What needs to be done:
Select each line of the entries below that contains the string "sleeve", and copy those lines in full.

>> start Input records

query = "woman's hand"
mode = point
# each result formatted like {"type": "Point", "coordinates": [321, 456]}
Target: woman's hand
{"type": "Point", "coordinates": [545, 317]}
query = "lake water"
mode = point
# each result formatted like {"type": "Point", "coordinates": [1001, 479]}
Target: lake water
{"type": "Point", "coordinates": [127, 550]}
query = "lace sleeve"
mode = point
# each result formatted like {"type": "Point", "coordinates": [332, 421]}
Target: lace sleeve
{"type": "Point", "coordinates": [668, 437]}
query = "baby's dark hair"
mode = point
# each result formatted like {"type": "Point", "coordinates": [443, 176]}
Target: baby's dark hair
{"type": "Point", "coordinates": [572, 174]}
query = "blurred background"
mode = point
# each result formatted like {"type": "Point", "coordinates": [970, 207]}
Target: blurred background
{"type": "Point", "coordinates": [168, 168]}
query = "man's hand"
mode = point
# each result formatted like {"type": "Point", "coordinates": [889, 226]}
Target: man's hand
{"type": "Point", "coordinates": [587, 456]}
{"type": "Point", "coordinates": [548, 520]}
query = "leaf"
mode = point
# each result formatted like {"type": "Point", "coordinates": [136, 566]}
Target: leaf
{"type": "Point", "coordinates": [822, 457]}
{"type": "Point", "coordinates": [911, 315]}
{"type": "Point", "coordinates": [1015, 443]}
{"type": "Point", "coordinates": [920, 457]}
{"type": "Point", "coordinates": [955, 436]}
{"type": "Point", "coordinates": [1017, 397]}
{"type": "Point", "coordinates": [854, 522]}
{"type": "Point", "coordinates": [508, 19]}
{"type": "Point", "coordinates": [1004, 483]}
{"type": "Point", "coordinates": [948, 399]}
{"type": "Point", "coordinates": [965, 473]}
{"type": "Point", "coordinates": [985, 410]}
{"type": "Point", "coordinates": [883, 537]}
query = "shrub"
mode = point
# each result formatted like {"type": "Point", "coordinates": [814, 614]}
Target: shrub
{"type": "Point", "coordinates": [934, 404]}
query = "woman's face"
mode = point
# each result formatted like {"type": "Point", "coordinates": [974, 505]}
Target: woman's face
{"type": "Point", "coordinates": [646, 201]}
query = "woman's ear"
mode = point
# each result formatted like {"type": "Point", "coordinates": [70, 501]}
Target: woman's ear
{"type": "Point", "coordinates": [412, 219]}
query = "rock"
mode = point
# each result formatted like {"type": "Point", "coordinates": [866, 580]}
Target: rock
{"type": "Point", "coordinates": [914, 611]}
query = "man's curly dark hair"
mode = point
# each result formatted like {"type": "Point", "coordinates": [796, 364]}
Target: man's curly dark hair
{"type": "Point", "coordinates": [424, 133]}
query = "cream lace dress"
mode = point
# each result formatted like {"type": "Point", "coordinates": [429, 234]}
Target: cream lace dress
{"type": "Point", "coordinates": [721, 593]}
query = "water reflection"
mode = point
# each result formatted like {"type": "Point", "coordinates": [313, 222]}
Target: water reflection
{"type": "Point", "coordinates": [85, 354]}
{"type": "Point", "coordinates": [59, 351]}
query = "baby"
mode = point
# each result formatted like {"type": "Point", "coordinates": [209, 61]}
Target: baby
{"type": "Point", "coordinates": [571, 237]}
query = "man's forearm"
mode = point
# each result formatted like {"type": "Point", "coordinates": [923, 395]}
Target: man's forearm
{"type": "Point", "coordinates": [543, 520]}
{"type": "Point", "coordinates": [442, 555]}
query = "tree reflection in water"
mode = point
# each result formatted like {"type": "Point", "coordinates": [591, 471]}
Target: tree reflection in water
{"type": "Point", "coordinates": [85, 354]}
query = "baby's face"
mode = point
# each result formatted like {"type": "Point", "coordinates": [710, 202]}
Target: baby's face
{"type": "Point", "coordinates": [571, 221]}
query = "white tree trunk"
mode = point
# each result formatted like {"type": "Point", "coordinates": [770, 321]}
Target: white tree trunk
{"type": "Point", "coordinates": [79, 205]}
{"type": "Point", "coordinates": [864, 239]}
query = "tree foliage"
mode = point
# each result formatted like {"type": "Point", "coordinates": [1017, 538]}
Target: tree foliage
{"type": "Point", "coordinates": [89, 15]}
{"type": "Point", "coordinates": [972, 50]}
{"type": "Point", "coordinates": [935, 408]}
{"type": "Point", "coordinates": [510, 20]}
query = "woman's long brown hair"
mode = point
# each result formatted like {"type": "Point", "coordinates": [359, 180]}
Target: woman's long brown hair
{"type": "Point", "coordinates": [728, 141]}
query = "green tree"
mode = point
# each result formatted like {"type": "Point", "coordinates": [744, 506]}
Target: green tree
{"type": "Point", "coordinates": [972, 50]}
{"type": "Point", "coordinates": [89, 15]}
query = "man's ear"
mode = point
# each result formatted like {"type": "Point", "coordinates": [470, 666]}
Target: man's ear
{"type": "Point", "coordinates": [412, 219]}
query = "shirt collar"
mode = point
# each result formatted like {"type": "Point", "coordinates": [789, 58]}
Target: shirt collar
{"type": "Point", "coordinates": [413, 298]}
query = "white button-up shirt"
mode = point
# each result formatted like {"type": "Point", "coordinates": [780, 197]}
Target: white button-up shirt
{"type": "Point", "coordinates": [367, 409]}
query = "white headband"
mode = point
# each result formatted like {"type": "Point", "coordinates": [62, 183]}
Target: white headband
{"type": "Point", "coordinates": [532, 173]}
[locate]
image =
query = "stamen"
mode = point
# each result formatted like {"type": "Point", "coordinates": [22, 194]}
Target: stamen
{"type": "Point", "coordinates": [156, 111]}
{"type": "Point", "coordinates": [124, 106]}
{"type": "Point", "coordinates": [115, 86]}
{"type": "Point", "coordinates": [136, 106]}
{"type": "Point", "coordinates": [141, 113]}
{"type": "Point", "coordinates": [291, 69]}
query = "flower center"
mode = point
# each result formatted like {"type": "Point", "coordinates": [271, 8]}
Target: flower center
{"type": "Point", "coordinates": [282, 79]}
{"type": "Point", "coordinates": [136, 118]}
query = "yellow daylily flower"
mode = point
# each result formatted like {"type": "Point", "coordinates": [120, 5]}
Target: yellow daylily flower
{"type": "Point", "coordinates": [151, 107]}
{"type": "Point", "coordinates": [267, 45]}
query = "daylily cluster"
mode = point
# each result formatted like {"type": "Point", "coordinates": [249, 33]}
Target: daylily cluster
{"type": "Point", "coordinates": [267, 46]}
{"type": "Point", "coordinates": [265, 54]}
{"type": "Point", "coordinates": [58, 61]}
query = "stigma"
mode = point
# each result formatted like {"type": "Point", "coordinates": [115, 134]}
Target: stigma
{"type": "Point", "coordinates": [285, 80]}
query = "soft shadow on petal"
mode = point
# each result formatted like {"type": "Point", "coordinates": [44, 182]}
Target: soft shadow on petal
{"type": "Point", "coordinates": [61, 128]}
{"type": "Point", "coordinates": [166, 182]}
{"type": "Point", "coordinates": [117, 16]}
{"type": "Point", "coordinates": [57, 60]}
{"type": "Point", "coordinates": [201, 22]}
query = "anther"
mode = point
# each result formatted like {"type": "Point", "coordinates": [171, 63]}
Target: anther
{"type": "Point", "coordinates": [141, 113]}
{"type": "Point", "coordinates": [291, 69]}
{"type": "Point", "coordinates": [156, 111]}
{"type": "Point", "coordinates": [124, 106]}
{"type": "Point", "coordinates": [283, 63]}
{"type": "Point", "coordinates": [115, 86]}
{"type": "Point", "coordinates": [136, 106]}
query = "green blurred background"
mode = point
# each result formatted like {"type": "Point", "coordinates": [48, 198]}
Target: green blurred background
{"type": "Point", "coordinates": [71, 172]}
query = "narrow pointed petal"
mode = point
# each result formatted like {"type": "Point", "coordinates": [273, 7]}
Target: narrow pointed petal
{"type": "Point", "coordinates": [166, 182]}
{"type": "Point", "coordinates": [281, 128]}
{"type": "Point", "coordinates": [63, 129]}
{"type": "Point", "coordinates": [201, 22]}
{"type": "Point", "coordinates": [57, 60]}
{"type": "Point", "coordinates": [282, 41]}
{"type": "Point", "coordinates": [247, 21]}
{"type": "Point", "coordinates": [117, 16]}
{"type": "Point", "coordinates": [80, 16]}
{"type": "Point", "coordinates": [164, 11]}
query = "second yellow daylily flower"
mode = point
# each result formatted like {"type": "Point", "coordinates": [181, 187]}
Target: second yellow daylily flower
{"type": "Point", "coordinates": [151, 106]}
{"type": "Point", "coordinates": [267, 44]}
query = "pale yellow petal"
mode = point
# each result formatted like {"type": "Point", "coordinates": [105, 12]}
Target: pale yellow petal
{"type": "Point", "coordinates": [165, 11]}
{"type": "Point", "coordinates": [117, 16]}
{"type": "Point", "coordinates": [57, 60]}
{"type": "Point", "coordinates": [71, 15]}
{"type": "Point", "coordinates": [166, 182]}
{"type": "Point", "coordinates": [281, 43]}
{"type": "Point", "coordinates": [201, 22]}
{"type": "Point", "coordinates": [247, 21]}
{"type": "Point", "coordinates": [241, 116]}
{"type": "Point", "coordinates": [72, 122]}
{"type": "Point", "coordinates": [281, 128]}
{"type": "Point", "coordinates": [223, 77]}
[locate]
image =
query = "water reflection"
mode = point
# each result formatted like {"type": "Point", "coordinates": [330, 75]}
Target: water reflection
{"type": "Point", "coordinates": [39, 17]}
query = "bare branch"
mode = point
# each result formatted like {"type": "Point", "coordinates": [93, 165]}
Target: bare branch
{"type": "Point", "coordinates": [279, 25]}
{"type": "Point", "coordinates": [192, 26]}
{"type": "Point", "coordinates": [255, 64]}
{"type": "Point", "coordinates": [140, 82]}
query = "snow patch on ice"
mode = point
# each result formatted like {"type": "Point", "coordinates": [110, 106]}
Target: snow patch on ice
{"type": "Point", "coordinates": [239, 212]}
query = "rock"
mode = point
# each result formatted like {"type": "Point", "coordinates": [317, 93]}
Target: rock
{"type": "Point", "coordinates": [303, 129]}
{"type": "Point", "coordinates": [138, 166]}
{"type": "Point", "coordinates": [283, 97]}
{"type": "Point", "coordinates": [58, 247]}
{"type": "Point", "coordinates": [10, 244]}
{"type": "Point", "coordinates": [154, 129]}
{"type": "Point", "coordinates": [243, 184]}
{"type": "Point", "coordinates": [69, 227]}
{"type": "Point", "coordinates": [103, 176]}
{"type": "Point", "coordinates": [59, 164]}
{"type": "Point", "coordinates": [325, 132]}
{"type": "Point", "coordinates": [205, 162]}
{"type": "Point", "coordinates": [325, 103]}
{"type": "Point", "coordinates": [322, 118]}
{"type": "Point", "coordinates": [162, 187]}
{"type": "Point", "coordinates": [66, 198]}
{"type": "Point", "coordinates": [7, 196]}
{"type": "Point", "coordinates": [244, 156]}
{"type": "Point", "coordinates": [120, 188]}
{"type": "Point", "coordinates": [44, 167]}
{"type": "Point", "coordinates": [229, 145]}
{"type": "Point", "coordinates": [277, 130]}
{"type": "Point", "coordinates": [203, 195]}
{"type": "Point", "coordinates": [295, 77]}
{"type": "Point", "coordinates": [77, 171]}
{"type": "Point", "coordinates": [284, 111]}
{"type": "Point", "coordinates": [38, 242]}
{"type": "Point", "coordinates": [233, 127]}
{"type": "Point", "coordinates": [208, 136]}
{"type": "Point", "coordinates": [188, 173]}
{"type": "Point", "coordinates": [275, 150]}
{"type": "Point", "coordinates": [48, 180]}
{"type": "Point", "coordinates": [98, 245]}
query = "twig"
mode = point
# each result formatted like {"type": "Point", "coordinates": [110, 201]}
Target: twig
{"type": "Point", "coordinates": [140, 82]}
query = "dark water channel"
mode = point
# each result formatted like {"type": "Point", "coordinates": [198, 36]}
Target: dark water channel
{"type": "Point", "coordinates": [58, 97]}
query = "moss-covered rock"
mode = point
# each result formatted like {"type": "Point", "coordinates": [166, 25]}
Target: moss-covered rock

>> end Input records

Solution for this exercise:
query = "lace sleeve"
Target: lace sleeve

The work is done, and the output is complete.